= Data lines =
···

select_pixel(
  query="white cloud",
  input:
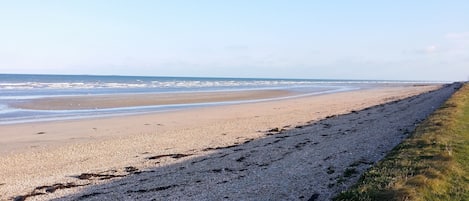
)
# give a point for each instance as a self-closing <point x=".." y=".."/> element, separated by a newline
<point x="458" y="36"/>
<point x="431" y="49"/>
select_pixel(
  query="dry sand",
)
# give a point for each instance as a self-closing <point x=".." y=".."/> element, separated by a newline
<point x="194" y="152"/>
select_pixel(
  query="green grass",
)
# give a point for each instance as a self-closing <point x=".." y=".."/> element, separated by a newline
<point x="432" y="164"/>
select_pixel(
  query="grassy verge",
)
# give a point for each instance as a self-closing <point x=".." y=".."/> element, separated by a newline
<point x="433" y="164"/>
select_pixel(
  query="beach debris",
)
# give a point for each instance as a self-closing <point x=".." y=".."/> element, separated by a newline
<point x="131" y="169"/>
<point x="42" y="190"/>
<point x="175" y="156"/>
<point x="90" y="176"/>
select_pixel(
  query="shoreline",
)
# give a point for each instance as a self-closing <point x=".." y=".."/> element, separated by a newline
<point x="110" y="101"/>
<point x="52" y="152"/>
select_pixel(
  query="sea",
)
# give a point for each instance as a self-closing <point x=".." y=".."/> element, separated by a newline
<point x="24" y="87"/>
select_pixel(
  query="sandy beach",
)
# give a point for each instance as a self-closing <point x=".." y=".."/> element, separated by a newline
<point x="292" y="149"/>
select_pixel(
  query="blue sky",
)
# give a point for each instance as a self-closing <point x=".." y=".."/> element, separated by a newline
<point x="400" y="39"/>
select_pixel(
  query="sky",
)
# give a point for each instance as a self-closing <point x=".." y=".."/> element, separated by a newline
<point x="363" y="39"/>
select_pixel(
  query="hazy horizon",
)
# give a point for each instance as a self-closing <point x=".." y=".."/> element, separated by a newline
<point x="360" y="40"/>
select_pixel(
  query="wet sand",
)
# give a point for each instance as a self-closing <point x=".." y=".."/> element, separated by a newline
<point x="136" y="100"/>
<point x="83" y="157"/>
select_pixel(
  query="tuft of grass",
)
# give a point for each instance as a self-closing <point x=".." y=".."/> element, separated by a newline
<point x="432" y="164"/>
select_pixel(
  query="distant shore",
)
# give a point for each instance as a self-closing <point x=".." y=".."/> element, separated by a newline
<point x="48" y="153"/>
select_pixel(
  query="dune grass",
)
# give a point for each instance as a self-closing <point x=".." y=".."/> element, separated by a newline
<point x="432" y="164"/>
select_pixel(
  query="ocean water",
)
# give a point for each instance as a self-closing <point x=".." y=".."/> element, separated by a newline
<point x="16" y="87"/>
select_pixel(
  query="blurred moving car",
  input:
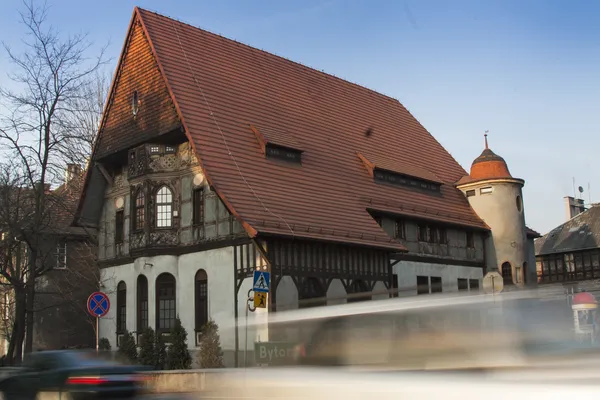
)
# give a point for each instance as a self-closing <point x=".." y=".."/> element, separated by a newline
<point x="433" y="333"/>
<point x="75" y="375"/>
<point x="509" y="346"/>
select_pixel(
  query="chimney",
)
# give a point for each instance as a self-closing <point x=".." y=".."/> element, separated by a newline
<point x="72" y="171"/>
<point x="573" y="207"/>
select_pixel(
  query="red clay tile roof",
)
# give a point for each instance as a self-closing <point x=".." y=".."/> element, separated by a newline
<point x="220" y="87"/>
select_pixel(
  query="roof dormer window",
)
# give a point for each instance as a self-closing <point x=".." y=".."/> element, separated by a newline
<point x="391" y="171"/>
<point x="135" y="103"/>
<point x="278" y="144"/>
<point x="284" y="154"/>
<point x="383" y="176"/>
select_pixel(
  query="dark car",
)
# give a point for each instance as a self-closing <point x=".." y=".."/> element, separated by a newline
<point x="73" y="374"/>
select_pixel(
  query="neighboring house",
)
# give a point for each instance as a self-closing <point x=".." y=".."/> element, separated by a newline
<point x="215" y="159"/>
<point x="61" y="317"/>
<point x="570" y="253"/>
<point x="69" y="257"/>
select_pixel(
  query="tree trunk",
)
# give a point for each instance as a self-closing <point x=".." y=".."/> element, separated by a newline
<point x="29" y="314"/>
<point x="15" y="347"/>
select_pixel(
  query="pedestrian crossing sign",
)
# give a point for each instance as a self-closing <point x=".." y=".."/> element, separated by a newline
<point x="260" y="300"/>
<point x="261" y="281"/>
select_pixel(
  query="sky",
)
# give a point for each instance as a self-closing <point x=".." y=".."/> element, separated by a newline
<point x="526" y="70"/>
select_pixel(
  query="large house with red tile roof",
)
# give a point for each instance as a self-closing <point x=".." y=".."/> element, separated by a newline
<point x="215" y="159"/>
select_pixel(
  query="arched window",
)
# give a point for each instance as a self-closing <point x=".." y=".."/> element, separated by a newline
<point x="507" y="273"/>
<point x="165" y="302"/>
<point x="121" y="307"/>
<point x="142" y="300"/>
<point x="312" y="289"/>
<point x="358" y="286"/>
<point x="140" y="211"/>
<point x="164" y="208"/>
<point x="201" y="299"/>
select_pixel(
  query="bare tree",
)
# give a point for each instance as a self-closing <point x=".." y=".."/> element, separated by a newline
<point x="38" y="121"/>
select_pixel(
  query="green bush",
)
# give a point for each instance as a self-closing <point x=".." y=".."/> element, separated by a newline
<point x="161" y="352"/>
<point x="210" y="354"/>
<point x="104" y="344"/>
<point x="148" y="355"/>
<point x="127" y="348"/>
<point x="178" y="356"/>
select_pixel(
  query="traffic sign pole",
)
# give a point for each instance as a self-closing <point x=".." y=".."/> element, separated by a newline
<point x="98" y="306"/>
<point x="97" y="340"/>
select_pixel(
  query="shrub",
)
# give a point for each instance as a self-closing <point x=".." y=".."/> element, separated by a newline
<point x="178" y="356"/>
<point x="161" y="352"/>
<point x="127" y="348"/>
<point x="211" y="354"/>
<point x="148" y="355"/>
<point x="104" y="344"/>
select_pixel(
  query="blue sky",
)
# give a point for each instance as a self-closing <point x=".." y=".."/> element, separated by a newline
<point x="525" y="70"/>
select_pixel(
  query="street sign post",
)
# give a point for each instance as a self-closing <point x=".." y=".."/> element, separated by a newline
<point x="493" y="283"/>
<point x="98" y="305"/>
<point x="261" y="281"/>
<point x="260" y="300"/>
<point x="260" y="286"/>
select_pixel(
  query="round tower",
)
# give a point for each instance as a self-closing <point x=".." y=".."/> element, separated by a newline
<point x="497" y="198"/>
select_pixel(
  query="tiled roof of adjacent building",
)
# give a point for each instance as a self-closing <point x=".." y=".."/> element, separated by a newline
<point x="228" y="94"/>
<point x="579" y="233"/>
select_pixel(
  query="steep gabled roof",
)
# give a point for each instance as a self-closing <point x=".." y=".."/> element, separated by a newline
<point x="581" y="232"/>
<point x="222" y="89"/>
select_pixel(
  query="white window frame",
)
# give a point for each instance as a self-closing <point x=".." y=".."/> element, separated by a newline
<point x="164" y="207"/>
<point x="59" y="265"/>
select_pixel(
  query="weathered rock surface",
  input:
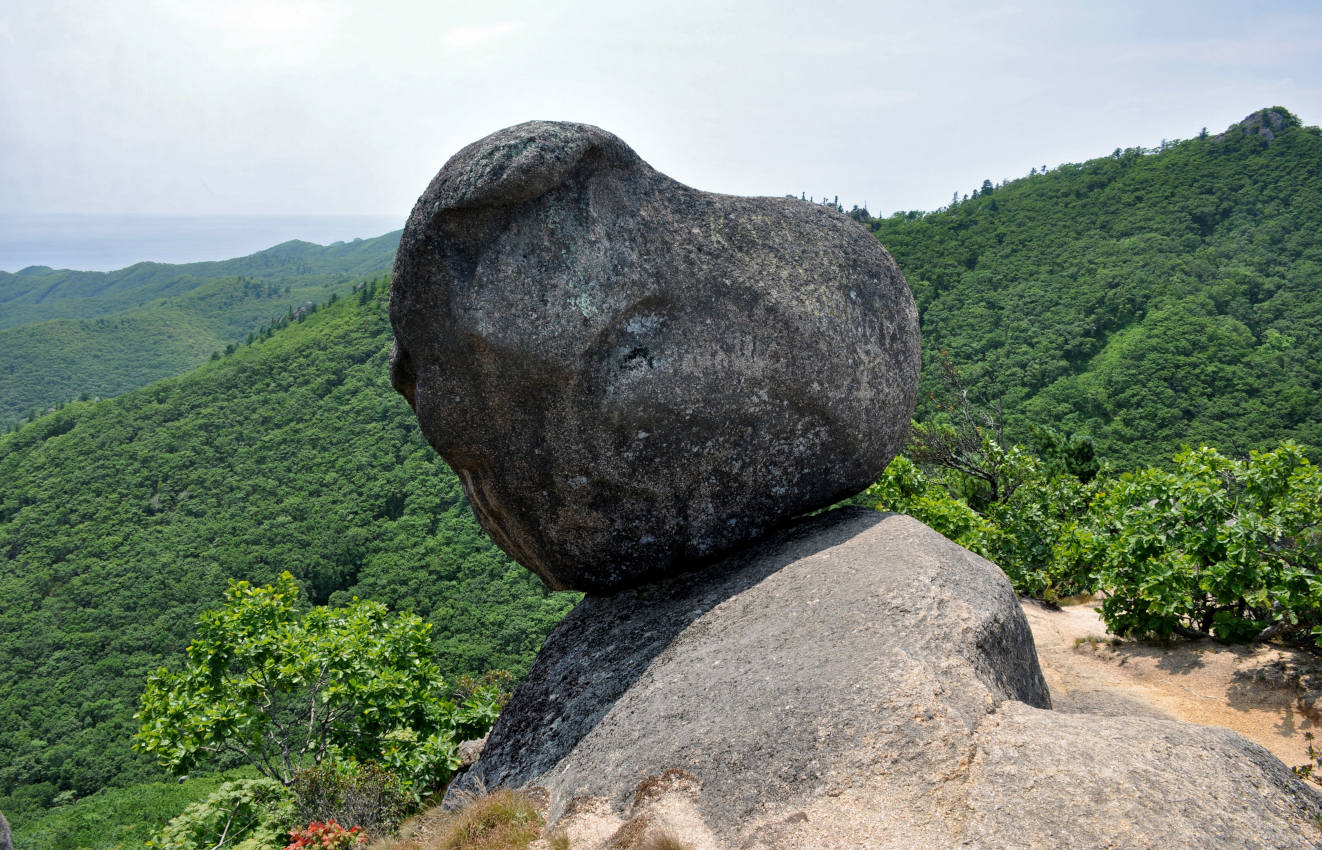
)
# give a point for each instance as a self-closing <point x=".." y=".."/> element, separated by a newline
<point x="857" y="681"/>
<point x="629" y="374"/>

···

= Given problem =
All of the material above needs to be restated exactly, with no pictures.

= Output =
select_pixel(
  query="white cloud",
  input:
)
# give a point for each instance as a self-closing <point x=".." y=".."/> element, separated by a newline
<point x="458" y="36"/>
<point x="431" y="49"/>
select_pixel(
  query="dry sand",
)
# give a point for each instance as a self-closing <point x=".." y=".."/> element, separated by a newline
<point x="194" y="152"/>
select_pixel(
  query="green grass",
)
# give a point for each instance as a self-closing <point x=".." y=".."/> element, separated by a newline
<point x="432" y="164"/>
select_pixel(
  query="grassy verge",
)
# give a point for each instance as a self-closing <point x=".." y=".."/> element, separated by a newline
<point x="433" y="164"/>
select_pixel(
  query="beach debris",
)
# give a point for each instance as a self-closing <point x=".." y=".."/> element, separated by a newline
<point x="131" y="169"/>
<point x="42" y="190"/>
<point x="175" y="156"/>
<point x="90" y="176"/>
select_pixel(
  query="shoreline",
)
# give a point for each instance as a self-closing <point x=".." y=".."/> element, separated by a newline
<point x="110" y="101"/>
<point x="52" y="152"/>
select_pixel(
  query="sea",
)
# give a point for each instance as a self-closing <point x=".." y=".."/> element, separated by a newline
<point x="24" y="87"/>
select_pixel(
  query="sandy beach",
)
# give a point for each instance as a self-closing <point x=".." y=".."/> element, separated by a newline
<point x="292" y="149"/>
select_pixel(
  query="blue sky",
)
# give a point for each instance as a self-closing <point x=".." y=".."/> element, separated by a newline
<point x="400" y="39"/>
select_pixel(
  query="sky",
)
# give a point for each instance as a self-closing <point x=".." y=".."/> element, separated by a newline
<point x="363" y="39"/>
select_pixel(
  query="hazy horizon",
)
# give a point for each instance as a self-closing <point x=".." y=".."/> element, separated by a newline
<point x="360" y="40"/>
select_pixel(
  query="wet sand",
)
# give a point for each instance as a self-closing <point x=".." y=".."/> element, separated by a newline
<point x="136" y="100"/>
<point x="83" y="157"/>
select_pixel(
  query="tuft of grass",
)
# give a point for each instance as a self-closing <point x=".." y=".."/> element, separated by a newline
<point x="432" y="164"/>
select_pixel(
  query="distant shore",
)
# give a point for each instance as a self-closing <point x=".." y=".."/> element, separated by a newline
<point x="48" y="153"/>
select_pixel(
  query="dune grass",
)
# give a point for each instance as a self-closing <point x=".." y=".."/> element, separated by a newline
<point x="432" y="164"/>
select_pixel(
  query="ocean water",
)
# give a point for each instance as a self-closing <point x=".." y=".."/> element, separated by a newline
<point x="16" y="87"/>
select_pixel(
  query="blurred moving car",
  input:
)
# give a point for each instance as a self-closing <point x=".." y=".."/> element, separated by a newline
<point x="433" y="333"/>
<point x="75" y="375"/>
<point x="509" y="346"/>
select_pixel(
  query="chimney",
)
# give a point for each instance as a self-closing <point x=".." y=".."/> element, separated by a newline
<point x="72" y="171"/>
<point x="573" y="207"/>
select_pixel(
  query="red clay tile roof",
)
# give a point for each instance as a self-closing <point x=".." y=".."/> element, separated by a newline
<point x="220" y="87"/>
select_pixel(
  query="roof dormer window",
)
# give a point for each instance as a self-closing <point x=".." y=".."/> element, separated by a newline
<point x="391" y="171"/>
<point x="135" y="103"/>
<point x="278" y="144"/>
<point x="284" y="154"/>
<point x="383" y="176"/>
select_pixel(
  query="dark car",
)
# give a point for each instance as a self-closing <point x=".." y=".."/> element, separated by a newline
<point x="73" y="374"/>
select_pixel(
  query="neighboring house",
)
# give a point for each instance as a self-closing <point x=".." y=".."/> element, separated by a newline
<point x="215" y="159"/>
<point x="61" y="317"/>
<point x="570" y="253"/>
<point x="69" y="257"/>
select_pixel(
  query="tree trunk",
)
# give a point for each instance as a self-closing <point x=".." y=".."/> element, separated by a newline
<point x="29" y="314"/>
<point x="15" y="347"/>
select_pixel(
  query="pedestrian crossing sign",
)
# give a point for each instance as a self-closing <point x=".." y=".."/> element, separated by a newline
<point x="260" y="300"/>
<point x="261" y="281"/>
select_pixel(
  query="sky",
)
# give a point for each instance as a self-closing <point x=".." y=".."/> element, separated by a newline
<point x="526" y="70"/>
select_pixel(
  query="large house with red tile roof",
)
# give a point for each instance as a self-closing <point x=".." y=".."/> element, separated by a newline
<point x="215" y="159"/>
select_pixel(
  query="arched window",
)
# give a point for each instance as a self-closing <point x=".." y=".."/> element, separated by a newline
<point x="507" y="273"/>
<point x="165" y="302"/>
<point x="121" y="307"/>
<point x="142" y="300"/>
<point x="312" y="289"/>
<point x="358" y="286"/>
<point x="140" y="211"/>
<point x="164" y="208"/>
<point x="201" y="299"/>
select_pixel(
  query="bare tree",
)
# give a point for each instance as a self-closing <point x=".." y=".."/> element, separated by a newline
<point x="38" y="121"/>
select_pixel(
  query="green bush",
)
# give a point for each instance as a self-closing <point x=".." y=".."/> element, separated by a newline
<point x="161" y="352"/>
<point x="210" y="354"/>
<point x="104" y="344"/>
<point x="148" y="355"/>
<point x="127" y="348"/>
<point x="178" y="356"/>
select_pixel(
  query="traffic sign pole",
)
# give a point for each instance as a self-closing <point x=".." y=".."/> element, separated by a newline
<point x="98" y="306"/>
<point x="97" y="340"/>
select_pixel(
  query="shrub",
)
# give a point for each instance as a self-closing <point x=".." y=".."/> element, separated by a newline
<point x="178" y="356"/>
<point x="161" y="352"/>
<point x="127" y="348"/>
<point x="211" y="354"/>
<point x="148" y="355"/>
<point x="104" y="344"/>
select_pixel(
  query="blue sky",
)
# give a point for each instance as a self-closing <point x=".." y=".."/> element, separated by a newline
<point x="525" y="70"/>
select_pixel(
  query="street sign post",
)
# give a point for each instance as a self-closing <point x=".." y=".."/> element, separated by a newline
<point x="493" y="283"/>
<point x="98" y="305"/>
<point x="261" y="281"/>
<point x="260" y="300"/>
<point x="260" y="286"/>
select_pixel(
  query="round tower",
)
# give a point for each instance as a self-closing <point x=".." y=".."/> element, separated by a newline
<point x="497" y="198"/>
select_pixel(
  query="tiled roof of adjacent building",
)
# give a point for each instance as a self-closing <point x=".." y=".."/> element, separated by a newline
<point x="228" y="94"/>
<point x="579" y="233"/>
select_pixel(
  query="steep gabled roof",
)
# give a point for each instance as a self-closing <point x=".." y=".."/> element, separated by a newline
<point x="581" y="232"/>
<point x="222" y="89"/>
select_pixel(
  query="white window frame",
)
# give a point for each instance as a self-closing <point x=".." y=".."/> element, separated by a newline
<point x="164" y="207"/>
<point x="59" y="265"/>
select_pixel(
  query="weathered rock surface",
  input:
)
# give a point for each instance as a self-closing <point x=".." y=".."/> element, separated by a newline
<point x="857" y="681"/>
<point x="629" y="374"/>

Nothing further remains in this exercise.